**Exercise objective:**
Could you rewrite all of the records below, replacing "boat" with "vessel" and leaving everything else unchanged? Leave the pictures out of your answer.

Records from a collection:
======
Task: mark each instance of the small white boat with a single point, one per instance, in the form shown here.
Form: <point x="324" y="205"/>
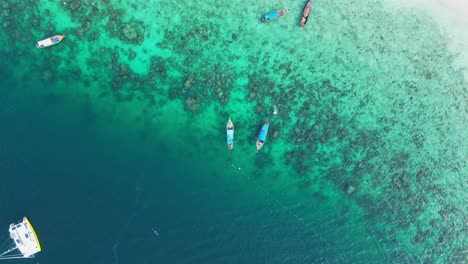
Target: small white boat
<point x="262" y="135"/>
<point x="230" y="134"/>
<point x="49" y="41"/>
<point x="24" y="240"/>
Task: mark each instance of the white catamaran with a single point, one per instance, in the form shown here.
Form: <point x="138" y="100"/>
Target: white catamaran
<point x="25" y="242"/>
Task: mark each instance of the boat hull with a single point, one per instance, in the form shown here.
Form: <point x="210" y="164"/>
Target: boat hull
<point x="305" y="14"/>
<point x="49" y="41"/>
<point x="262" y="136"/>
<point x="230" y="134"/>
<point x="273" y="15"/>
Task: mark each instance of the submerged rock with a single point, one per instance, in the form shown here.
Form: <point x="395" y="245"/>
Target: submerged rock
<point x="129" y="32"/>
<point x="192" y="104"/>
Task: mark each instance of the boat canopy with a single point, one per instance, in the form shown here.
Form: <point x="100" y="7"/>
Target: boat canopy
<point x="24" y="240"/>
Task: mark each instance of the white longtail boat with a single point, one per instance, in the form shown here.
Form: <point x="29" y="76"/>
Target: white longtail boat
<point x="24" y="240"/>
<point x="230" y="134"/>
<point x="262" y="136"/>
<point x="49" y="41"/>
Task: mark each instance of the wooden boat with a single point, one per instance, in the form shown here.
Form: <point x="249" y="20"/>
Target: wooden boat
<point x="262" y="136"/>
<point x="305" y="13"/>
<point x="49" y="41"/>
<point x="273" y="15"/>
<point x="230" y="134"/>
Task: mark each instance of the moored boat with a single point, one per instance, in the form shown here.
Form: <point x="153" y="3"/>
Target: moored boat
======
**Final result:**
Task: mark each instance of the small white vessel with a single point, one per instance, in the form shown here.
Form: <point x="324" y="205"/>
Target: small white vessel
<point x="262" y="135"/>
<point x="230" y="134"/>
<point x="49" y="41"/>
<point x="24" y="240"/>
Task: mark each instance of the white catamaran with a single point, one per instance, in the form shown here.
Form: <point x="138" y="100"/>
Target: white catamaran
<point x="25" y="242"/>
Task: mark each instance of the vessel hull with a single point, one per instance, in the form shown here.
Form: <point x="210" y="164"/>
Target: vessel hull
<point x="305" y="14"/>
<point x="49" y="41"/>
<point x="262" y="136"/>
<point x="230" y="134"/>
<point x="273" y="15"/>
Task: mark each instance of the submerged rock with a single point, one per instance, in the form shown here.
Form: <point x="395" y="245"/>
Target: submerged rock
<point x="129" y="32"/>
<point x="192" y="104"/>
Task: mark each instance of the vessel canopy with a single point, one per instance, in the form shown here.
Form: <point x="100" y="7"/>
Target: vessel canopy
<point x="24" y="240"/>
Task: mark each instance of the white longtail vessel with a single point, one per instance, in the form shown here.
Form: <point x="29" y="76"/>
Target: white longtail vessel
<point x="24" y="240"/>
<point x="230" y="134"/>
<point x="262" y="136"/>
<point x="49" y="41"/>
Task: mark each instance of the wooden vessel with a single point, one per instance, in the form shown here.
Form: <point x="249" y="20"/>
Target: wooden vessel
<point x="262" y="136"/>
<point x="305" y="13"/>
<point x="49" y="41"/>
<point x="273" y="15"/>
<point x="230" y="134"/>
Task: mark each instance of the moored vessel with a single point, one per instance, in the form shown here.
Form: <point x="153" y="3"/>
Target: moored vessel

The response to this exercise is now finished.